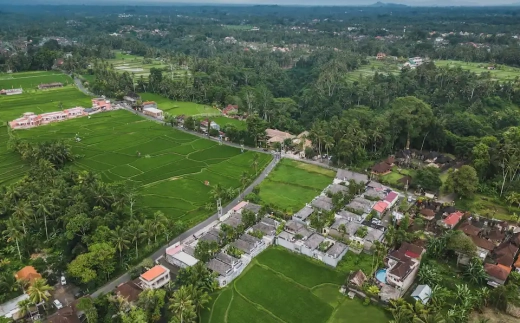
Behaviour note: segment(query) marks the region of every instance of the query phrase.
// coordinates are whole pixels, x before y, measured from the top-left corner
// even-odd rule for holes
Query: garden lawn
[[[331,184],[334,176],[332,170],[283,159],[260,184],[260,198],[295,213]]]
[[[139,192],[138,207],[149,212],[160,210],[187,225],[199,223],[215,211],[209,194],[212,186],[237,189],[238,195],[242,173],[253,172],[253,152],[219,146],[124,110],[16,130],[14,134],[34,141],[70,141],[78,154],[72,167],[93,171],[106,182],[131,183]],[[76,135],[80,142],[74,140]],[[7,141],[6,131],[0,140]],[[270,160],[270,155],[259,154],[259,169]],[[5,166],[5,181],[18,179],[26,171],[16,156],[2,150],[0,166]],[[208,203],[212,205],[209,209]]]
[[[516,222],[514,214],[520,214],[520,208],[505,204],[497,198],[475,194],[473,198],[455,199],[455,206],[459,210],[477,213],[487,218]]]
[[[215,296],[200,322],[388,322],[382,308],[364,306],[361,300],[349,300],[339,292],[347,275],[311,258],[270,247]]]
[[[194,102],[173,101],[158,94],[140,93],[143,101],[155,101],[157,107],[174,116],[220,115],[220,111],[208,105]]]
★ ★ ★ ★
## [JOB]
Can you return all of the entries above verbatim, leaving out the pictures?

## [EXERCISE RESPONSE]
Behaviour note: segment(query) marks the region of every instance of the query phrase.
// coordinates are whole pixels, x before y, measured from the top-left corner
// even-odd rule for holes
Query: garden lawn
[[[331,184],[334,176],[332,170],[283,159],[260,184],[260,198],[295,213]]]
[[[139,192],[138,207],[149,212],[160,210],[187,225],[199,223],[215,211],[209,194],[212,186],[237,189],[238,195],[242,173],[253,172],[253,152],[219,146],[124,110],[16,130],[14,134],[34,141],[70,141],[78,154],[72,167],[93,171],[106,182],[131,183]],[[76,135],[80,142],[74,140]],[[7,141],[6,131],[0,140]],[[270,160],[270,155],[259,154],[259,169]],[[5,166],[5,181],[18,179],[26,171],[16,156],[2,150],[0,166]],[[208,203],[212,205],[209,209]]]
[[[516,222],[514,214],[520,214],[520,208],[505,204],[497,198],[475,194],[473,198],[455,199],[455,206],[459,210],[477,213],[487,218]]]
[[[215,296],[200,322],[388,322],[382,308],[364,306],[361,300],[349,300],[339,292],[347,275],[311,258],[270,247]]]
[[[194,102],[173,101],[158,94],[140,93],[143,101],[155,101],[157,107],[174,116],[220,115],[220,111],[208,105]]]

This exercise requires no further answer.